• Stated problem
Rewrite the records below, replacing "wooden chair" with "folding chair" and leaving everything else unchanged.

• The records

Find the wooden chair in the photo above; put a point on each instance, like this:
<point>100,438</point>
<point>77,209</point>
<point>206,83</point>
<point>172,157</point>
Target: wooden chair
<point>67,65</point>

• Right answer
Find the folding chair in the photo above; put a point on each instance, like this:
<point>100,438</point>
<point>77,209</point>
<point>206,83</point>
<point>172,157</point>
Target: folding chair
<point>67,65</point>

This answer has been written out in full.